── Working data ──
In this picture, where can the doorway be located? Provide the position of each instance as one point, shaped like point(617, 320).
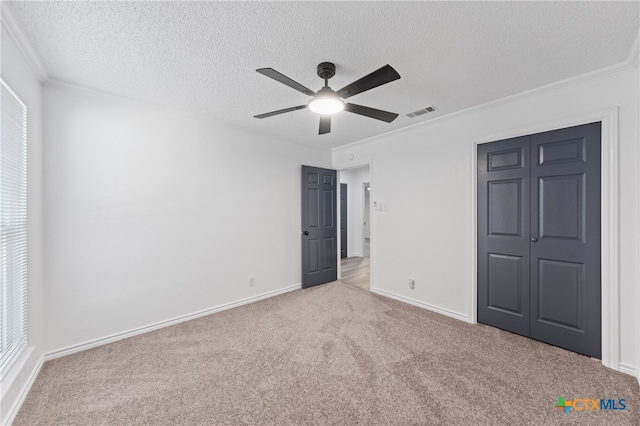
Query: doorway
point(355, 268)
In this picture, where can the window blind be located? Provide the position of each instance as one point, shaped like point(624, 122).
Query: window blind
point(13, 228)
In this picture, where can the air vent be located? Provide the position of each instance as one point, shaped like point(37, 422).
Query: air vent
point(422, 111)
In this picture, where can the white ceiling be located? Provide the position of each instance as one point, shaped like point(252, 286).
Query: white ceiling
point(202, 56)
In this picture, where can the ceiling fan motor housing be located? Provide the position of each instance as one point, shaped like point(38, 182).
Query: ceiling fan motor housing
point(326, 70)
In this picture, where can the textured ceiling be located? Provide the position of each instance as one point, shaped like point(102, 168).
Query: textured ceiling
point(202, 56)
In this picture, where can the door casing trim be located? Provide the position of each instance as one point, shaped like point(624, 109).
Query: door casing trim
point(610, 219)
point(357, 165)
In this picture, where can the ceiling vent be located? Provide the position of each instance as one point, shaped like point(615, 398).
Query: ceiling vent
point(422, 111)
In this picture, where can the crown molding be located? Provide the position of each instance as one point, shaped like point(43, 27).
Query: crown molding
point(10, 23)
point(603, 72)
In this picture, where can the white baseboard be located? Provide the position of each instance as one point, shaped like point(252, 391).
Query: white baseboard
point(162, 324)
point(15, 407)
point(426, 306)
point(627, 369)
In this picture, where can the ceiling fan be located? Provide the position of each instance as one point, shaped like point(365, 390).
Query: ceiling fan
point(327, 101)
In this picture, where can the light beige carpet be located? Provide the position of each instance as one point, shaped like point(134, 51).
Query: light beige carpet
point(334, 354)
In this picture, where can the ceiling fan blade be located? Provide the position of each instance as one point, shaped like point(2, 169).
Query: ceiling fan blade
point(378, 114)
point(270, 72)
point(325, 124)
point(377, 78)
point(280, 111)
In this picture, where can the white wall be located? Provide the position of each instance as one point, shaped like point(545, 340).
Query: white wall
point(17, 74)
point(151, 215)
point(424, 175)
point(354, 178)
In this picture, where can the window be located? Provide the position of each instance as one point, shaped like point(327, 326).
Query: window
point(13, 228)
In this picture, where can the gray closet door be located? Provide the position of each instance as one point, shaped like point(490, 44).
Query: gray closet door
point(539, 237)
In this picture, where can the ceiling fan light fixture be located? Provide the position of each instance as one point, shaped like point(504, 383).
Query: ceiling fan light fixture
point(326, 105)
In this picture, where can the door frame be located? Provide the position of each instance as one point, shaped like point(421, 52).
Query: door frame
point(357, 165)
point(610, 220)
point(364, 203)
───
*Directive*
Output the records from the line with "In this picture, where can the white baseboard" to the line with "point(627, 369)" as a two-column CSV with the headers request and points. Give one row per request, with its text and its answer each in one quoted field and line breaks replaced by spaces.

*Task output*
request,points
"In this picture, where can the white baseboard be located? Provide the position of each instance as one point, shaped like point(252, 391). Query: white baseboard","point(162, 324) point(15, 407) point(426, 306) point(627, 369)"